— Begin SOURCE TEXT —

A key component of the `lm-evaluation-harness` library is the `Filter` object. In a typical evaluation run of the harness, we take the formatted inputs and run them through our LM, with the appropriate output type (greedy or free-form generation, or loglikelihood-based comparative scoring).
After getting scores or output text from our LM on each `Instance` or document in the dataset, we then need to feed these responses into a metric or scoring function to return scores to a user.
However, certain tasks may require more complex behavior than directly turning over model outputs to a metric function. For example, we may want to post-process our output text by truncating it or extracting a model's answer, we may want to ensemble over multiple "takes" on a different document, et cetera.
**Detailed Aside**:
We do such post-processing by operating on *responses*, which are stored after running an LM on an `Instance` from the task in `Instance.resps`.
`resps` is a `List[str]` for each instance, and we pass a `List[List[<expected return type from model>]]` to our filters that is a list of `[instance.resps for instance in instances]`.
Our filters, after completing a pipeline, must return a `List[<expected return type from model>]` which we then unpack and store each element of in `Instance.filtered_resps` for the corresponding instance. Thus, we take as input a list of returns from our model for each doc, and must return a return from our model *without it being wrapped in a list* for each doc.
**End Aside**
A full list of supported filter operations can be found in `lm_eval/filters/__init__.py`. Contributions of new filter types are welcome!
### Multiple Filter Pipelines
Tasks need not be limited to a single filter pipeline. We enable users to run multiple, distinct, filter pipelines on *the same model outputs* generated in one run on a task.

— End SOURCE TEXT —
— Begin DATASET EXCERPTS —

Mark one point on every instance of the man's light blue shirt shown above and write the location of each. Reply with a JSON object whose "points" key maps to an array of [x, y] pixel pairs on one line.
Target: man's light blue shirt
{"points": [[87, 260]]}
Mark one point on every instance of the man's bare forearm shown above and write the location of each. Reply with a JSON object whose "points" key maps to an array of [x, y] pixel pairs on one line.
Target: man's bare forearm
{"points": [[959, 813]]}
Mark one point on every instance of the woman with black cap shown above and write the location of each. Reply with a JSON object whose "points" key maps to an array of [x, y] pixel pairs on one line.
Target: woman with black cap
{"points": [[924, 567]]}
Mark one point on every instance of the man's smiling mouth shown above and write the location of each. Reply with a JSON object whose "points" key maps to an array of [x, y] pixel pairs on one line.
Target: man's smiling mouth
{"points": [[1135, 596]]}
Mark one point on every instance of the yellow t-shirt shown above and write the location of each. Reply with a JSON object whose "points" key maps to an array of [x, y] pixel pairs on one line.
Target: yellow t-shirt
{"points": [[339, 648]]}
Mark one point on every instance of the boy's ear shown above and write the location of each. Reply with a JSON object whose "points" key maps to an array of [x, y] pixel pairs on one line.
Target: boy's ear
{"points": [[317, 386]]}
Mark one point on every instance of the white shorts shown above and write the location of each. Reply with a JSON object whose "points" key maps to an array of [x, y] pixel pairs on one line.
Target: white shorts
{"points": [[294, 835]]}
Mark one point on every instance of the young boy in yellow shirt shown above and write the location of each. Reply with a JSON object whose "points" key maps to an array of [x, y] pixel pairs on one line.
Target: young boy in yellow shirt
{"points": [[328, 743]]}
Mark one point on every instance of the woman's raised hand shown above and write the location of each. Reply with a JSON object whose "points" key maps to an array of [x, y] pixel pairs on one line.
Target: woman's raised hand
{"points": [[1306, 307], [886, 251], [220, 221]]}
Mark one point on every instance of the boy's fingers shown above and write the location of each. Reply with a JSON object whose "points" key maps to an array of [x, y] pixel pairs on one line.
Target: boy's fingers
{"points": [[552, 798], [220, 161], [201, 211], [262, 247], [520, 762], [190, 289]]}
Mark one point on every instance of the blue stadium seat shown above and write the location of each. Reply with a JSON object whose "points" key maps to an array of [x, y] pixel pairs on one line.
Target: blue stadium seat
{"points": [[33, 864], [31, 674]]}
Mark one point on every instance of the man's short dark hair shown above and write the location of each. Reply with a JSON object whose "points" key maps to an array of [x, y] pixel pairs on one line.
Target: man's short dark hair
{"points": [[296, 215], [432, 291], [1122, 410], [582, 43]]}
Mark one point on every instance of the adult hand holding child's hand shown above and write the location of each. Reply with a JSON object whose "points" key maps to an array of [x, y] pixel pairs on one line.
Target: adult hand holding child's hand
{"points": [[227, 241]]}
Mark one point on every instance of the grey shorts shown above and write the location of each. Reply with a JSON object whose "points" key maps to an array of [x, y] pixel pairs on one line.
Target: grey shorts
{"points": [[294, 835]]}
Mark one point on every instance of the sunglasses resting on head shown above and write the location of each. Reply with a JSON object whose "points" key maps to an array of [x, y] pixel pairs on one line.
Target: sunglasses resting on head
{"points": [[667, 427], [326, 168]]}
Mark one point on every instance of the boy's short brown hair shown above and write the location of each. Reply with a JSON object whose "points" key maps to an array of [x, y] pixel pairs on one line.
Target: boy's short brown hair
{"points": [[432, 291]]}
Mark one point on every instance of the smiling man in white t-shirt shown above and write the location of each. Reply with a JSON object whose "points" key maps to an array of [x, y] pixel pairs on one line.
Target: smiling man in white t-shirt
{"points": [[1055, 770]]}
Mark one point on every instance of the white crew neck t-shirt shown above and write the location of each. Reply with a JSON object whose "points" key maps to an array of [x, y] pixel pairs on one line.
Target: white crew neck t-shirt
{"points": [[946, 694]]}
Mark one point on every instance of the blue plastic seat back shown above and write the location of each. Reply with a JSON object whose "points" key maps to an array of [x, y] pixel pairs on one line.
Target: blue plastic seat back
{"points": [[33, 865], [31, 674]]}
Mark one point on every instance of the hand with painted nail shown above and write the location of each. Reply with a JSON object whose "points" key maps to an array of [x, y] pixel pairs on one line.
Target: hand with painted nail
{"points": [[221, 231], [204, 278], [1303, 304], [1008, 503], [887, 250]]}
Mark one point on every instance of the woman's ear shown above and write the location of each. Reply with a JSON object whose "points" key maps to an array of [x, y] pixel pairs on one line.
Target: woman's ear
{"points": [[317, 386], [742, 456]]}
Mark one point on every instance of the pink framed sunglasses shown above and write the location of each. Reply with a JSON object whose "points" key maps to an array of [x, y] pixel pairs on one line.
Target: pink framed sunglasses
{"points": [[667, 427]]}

— End DATASET EXCERPTS —

» EXERCISE REQUIREMENTS: Rewrite the filters text from "Our filters, after" up to and including "for each doc.", substituting "document" for "doc". Rely only on the text about filters in the evaluation harness.

» REPLY TO THE TASK:
Our filters, after completing a pipeline, must return a `List[<expected return type from model>]` which we then unpack and store each element of in `Instance.filtered_resps` for the corresponding instance. Thus, we take as input a list of returns from our model for each document, and must return a return from our model *without it being wrapped in a list* for each document.